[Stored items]
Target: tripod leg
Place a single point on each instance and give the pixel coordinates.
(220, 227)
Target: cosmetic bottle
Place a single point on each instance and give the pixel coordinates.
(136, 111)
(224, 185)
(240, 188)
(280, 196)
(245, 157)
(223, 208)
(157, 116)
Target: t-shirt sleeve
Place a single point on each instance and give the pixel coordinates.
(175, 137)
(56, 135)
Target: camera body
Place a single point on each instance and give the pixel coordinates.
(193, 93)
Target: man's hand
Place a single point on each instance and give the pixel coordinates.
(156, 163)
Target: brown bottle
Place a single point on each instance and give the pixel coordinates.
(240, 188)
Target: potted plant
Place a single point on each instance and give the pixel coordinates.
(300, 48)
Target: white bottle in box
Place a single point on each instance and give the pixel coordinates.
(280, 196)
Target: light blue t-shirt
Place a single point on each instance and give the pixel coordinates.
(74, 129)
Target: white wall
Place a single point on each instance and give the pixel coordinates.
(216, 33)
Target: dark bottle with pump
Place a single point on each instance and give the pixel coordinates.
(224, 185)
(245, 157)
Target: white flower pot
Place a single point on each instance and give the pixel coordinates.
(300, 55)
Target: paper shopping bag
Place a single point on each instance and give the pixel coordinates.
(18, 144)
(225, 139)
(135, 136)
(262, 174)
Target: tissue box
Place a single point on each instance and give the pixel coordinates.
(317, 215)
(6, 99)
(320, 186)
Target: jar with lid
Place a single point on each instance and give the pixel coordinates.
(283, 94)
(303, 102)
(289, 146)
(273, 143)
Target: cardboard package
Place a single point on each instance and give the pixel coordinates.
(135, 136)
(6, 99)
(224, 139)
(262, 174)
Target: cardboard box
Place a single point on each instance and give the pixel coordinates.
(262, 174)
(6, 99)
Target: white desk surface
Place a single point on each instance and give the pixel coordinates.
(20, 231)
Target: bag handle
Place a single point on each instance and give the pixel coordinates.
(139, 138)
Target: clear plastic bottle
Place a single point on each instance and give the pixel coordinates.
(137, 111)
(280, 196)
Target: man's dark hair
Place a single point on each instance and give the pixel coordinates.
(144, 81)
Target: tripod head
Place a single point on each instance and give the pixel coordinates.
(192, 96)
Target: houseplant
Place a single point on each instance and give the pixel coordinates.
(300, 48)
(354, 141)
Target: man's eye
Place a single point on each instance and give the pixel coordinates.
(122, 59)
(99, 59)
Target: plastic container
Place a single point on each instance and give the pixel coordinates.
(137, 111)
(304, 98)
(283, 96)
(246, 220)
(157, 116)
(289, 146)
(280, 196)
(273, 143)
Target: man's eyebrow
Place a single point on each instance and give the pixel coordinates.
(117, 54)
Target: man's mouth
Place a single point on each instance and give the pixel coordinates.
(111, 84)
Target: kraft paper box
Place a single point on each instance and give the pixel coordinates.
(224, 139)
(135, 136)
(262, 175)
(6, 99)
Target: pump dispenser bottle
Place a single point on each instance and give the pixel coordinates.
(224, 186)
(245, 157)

* * *

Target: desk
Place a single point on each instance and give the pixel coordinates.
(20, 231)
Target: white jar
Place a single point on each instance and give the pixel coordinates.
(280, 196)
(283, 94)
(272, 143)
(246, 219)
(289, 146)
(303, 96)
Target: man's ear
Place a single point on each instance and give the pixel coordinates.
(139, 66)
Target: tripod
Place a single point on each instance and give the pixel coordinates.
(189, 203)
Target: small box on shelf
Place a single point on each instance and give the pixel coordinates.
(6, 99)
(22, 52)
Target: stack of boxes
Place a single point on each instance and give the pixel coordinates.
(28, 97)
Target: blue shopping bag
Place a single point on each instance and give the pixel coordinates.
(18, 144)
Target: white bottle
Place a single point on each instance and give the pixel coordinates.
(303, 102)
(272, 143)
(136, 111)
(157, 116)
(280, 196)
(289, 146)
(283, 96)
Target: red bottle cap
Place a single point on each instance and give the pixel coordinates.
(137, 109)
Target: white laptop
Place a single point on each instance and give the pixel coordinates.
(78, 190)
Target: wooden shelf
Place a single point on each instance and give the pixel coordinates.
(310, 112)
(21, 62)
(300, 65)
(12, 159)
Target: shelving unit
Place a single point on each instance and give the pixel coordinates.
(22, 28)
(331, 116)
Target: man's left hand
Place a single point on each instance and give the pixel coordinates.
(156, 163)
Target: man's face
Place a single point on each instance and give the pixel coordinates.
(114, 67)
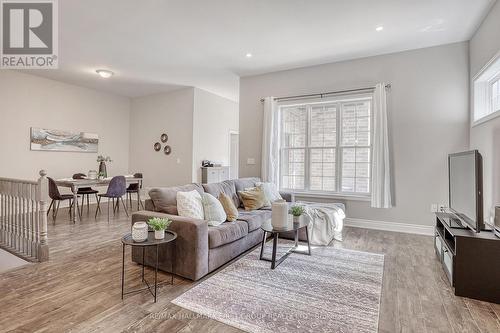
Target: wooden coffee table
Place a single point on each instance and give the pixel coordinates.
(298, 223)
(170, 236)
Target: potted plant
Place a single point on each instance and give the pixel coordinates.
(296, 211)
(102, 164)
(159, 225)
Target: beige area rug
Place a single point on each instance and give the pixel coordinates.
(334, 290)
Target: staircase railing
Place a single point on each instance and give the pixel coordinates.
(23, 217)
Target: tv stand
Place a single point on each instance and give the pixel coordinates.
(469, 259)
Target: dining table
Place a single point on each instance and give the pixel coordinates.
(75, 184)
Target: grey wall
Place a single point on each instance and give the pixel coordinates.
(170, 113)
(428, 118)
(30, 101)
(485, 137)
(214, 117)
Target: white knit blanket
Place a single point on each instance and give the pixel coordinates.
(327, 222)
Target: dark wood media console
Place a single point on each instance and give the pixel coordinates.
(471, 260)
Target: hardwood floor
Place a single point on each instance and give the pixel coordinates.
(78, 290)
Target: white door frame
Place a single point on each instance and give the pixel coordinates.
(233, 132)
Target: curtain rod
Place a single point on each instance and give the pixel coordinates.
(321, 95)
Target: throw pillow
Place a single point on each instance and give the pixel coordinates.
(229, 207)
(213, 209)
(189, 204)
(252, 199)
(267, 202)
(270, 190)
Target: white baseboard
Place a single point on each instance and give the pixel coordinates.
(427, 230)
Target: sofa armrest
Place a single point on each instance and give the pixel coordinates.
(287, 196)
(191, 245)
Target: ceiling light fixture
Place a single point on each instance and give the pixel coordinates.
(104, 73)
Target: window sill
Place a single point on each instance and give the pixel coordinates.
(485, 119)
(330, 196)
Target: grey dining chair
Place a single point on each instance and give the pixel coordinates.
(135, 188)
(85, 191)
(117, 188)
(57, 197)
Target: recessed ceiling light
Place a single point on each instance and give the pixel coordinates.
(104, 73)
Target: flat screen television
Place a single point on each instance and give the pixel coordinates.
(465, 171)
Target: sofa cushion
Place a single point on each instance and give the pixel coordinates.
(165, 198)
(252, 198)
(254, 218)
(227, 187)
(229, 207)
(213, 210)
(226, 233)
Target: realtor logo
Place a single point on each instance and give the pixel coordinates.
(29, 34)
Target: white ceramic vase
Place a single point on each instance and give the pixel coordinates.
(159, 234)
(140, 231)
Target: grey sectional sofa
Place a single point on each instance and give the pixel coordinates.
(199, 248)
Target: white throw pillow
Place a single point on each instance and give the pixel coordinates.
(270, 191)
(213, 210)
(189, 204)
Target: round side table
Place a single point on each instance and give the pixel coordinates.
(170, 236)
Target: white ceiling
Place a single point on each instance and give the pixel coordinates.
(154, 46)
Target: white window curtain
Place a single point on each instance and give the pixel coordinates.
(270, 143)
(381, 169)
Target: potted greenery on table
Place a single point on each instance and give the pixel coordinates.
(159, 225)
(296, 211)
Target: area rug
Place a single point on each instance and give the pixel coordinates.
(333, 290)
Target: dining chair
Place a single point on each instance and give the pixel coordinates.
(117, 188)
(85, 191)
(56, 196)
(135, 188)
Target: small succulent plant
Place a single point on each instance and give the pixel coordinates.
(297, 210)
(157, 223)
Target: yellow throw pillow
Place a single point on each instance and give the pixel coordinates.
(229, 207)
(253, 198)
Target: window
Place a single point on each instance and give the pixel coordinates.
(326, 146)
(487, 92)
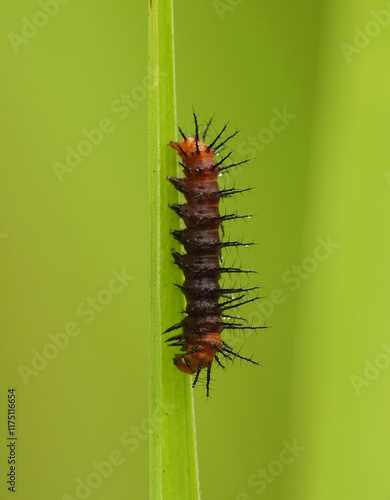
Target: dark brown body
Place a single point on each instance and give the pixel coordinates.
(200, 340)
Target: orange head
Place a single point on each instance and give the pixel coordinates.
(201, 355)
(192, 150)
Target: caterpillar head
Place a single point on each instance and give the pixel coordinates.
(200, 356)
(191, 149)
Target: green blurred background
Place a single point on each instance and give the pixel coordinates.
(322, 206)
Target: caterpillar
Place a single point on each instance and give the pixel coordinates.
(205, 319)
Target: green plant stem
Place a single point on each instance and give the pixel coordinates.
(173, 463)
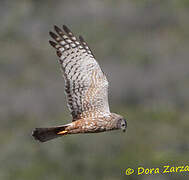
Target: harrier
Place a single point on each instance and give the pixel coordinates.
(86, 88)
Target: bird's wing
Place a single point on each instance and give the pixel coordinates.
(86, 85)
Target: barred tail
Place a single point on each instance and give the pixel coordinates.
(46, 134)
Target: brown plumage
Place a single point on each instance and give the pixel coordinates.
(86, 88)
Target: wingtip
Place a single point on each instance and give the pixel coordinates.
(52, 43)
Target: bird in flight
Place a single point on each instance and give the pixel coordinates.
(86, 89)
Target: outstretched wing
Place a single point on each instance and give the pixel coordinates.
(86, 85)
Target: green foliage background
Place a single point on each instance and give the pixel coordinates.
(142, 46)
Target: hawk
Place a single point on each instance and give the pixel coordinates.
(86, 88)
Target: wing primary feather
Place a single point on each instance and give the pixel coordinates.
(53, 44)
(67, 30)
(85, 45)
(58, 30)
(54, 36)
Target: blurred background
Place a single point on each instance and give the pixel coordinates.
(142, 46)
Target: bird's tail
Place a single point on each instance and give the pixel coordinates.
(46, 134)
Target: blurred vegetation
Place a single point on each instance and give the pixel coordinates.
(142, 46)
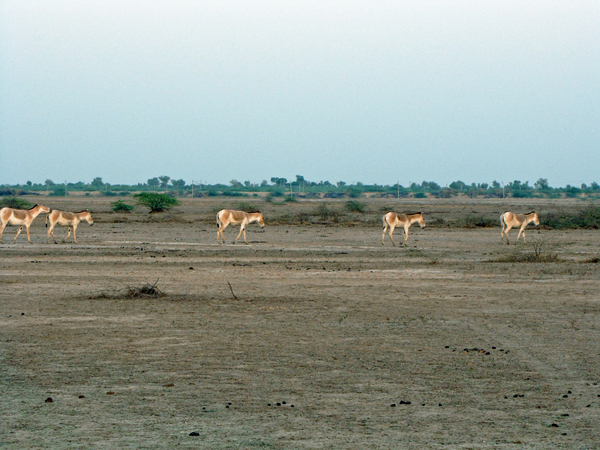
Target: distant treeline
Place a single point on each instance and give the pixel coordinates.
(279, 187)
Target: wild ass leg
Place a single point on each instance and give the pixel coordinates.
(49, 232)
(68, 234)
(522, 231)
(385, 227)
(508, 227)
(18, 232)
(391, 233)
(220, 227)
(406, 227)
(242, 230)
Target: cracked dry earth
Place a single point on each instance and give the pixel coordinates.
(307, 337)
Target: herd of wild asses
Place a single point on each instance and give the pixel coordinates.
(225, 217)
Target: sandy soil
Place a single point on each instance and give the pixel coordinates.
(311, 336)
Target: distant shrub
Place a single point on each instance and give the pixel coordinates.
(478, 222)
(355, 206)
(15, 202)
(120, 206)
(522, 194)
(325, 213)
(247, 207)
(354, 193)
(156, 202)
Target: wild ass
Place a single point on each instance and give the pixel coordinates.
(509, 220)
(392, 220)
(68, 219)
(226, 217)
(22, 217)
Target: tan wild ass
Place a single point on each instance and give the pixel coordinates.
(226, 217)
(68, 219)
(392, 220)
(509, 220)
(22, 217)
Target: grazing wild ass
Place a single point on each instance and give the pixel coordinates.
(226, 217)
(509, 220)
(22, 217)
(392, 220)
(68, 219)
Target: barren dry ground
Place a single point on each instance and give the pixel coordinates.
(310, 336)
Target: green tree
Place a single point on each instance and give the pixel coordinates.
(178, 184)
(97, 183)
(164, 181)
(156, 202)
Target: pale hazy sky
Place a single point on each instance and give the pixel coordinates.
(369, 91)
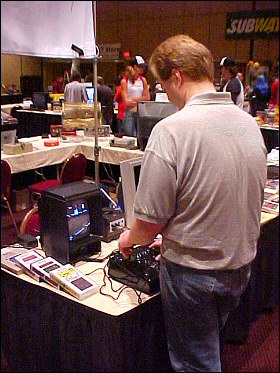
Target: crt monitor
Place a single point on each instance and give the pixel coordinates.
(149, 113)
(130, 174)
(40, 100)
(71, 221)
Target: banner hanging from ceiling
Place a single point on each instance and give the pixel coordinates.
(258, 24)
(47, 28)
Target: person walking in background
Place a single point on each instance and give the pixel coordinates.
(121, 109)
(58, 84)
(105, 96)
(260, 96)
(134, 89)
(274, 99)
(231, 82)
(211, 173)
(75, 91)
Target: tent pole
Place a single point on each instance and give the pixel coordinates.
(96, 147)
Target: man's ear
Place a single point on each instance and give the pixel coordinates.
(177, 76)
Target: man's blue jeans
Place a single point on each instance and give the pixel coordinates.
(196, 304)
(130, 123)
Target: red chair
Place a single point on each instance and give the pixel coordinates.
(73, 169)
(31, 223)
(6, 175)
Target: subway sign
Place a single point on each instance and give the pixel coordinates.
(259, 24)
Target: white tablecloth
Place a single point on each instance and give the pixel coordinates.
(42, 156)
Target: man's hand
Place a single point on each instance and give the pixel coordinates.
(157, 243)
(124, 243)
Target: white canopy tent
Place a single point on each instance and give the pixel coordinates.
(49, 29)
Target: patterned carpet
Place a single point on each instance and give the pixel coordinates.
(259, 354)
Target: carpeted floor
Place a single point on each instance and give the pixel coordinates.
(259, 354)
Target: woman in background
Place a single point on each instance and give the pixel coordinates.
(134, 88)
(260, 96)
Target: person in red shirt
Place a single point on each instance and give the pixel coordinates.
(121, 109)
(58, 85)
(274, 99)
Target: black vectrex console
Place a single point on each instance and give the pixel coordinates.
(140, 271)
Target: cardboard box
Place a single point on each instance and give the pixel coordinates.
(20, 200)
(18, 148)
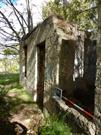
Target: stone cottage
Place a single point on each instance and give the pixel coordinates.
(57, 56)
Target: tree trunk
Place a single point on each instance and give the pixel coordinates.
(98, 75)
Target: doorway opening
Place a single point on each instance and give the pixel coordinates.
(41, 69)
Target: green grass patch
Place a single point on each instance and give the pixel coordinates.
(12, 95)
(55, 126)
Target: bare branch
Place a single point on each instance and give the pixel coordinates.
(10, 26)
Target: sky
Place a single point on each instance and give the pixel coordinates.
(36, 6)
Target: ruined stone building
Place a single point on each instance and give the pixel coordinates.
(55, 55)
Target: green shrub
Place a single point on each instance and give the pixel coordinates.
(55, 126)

* * *

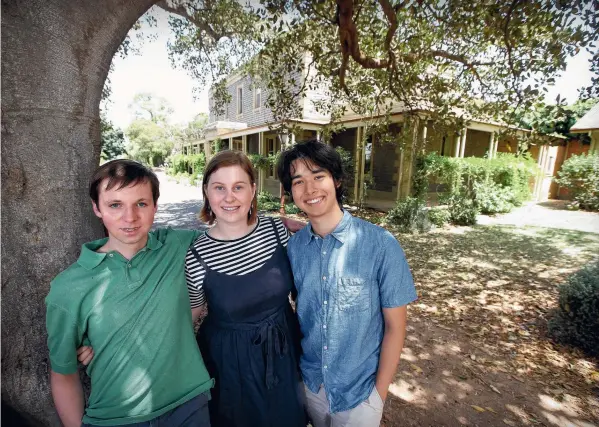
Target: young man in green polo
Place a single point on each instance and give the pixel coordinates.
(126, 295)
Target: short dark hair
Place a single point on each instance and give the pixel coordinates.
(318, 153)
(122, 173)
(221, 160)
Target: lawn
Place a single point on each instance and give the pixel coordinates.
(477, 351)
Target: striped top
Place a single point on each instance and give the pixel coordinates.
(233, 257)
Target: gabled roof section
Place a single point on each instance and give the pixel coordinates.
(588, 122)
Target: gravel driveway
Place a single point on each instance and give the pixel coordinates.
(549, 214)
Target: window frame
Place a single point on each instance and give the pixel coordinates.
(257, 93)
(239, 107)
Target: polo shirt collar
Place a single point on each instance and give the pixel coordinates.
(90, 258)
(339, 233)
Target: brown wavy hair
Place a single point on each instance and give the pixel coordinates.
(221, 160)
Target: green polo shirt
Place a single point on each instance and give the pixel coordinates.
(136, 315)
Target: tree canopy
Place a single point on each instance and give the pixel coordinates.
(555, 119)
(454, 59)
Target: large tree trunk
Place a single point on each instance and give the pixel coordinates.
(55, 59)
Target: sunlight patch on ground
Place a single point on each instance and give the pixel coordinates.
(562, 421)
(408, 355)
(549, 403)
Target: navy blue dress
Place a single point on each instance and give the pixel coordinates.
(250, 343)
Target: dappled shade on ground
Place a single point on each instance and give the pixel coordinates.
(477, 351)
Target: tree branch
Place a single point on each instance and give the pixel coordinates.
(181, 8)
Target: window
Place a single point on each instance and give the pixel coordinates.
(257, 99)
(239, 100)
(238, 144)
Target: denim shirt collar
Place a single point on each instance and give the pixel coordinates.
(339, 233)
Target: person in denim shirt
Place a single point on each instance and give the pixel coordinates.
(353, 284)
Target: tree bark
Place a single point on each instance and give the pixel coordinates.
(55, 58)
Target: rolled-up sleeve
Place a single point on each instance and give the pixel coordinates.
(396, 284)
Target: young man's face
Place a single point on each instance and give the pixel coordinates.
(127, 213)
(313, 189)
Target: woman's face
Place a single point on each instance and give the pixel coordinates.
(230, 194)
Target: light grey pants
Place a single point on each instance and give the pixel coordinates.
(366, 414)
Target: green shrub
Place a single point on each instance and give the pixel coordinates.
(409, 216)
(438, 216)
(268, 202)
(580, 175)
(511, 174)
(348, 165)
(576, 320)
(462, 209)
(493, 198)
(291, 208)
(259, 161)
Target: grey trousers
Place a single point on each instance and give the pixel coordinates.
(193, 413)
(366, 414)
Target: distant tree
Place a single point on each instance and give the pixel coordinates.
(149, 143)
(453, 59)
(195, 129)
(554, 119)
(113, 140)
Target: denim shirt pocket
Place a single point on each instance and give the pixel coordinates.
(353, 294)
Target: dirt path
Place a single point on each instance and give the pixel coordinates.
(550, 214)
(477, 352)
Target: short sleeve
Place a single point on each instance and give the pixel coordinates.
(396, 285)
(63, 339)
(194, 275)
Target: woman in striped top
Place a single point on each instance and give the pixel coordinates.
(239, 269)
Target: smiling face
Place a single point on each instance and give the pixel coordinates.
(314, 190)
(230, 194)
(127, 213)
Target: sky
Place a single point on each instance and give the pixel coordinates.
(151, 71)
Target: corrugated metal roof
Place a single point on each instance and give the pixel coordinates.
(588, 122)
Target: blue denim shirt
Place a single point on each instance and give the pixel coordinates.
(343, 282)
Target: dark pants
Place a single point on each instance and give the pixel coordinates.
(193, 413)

**Work required**
Collect every line in the data above that contains the word "plastic", treating uppercase and lowercase as different.

**Answer to the problem**
Target: clear plastic bottle
Target: plastic container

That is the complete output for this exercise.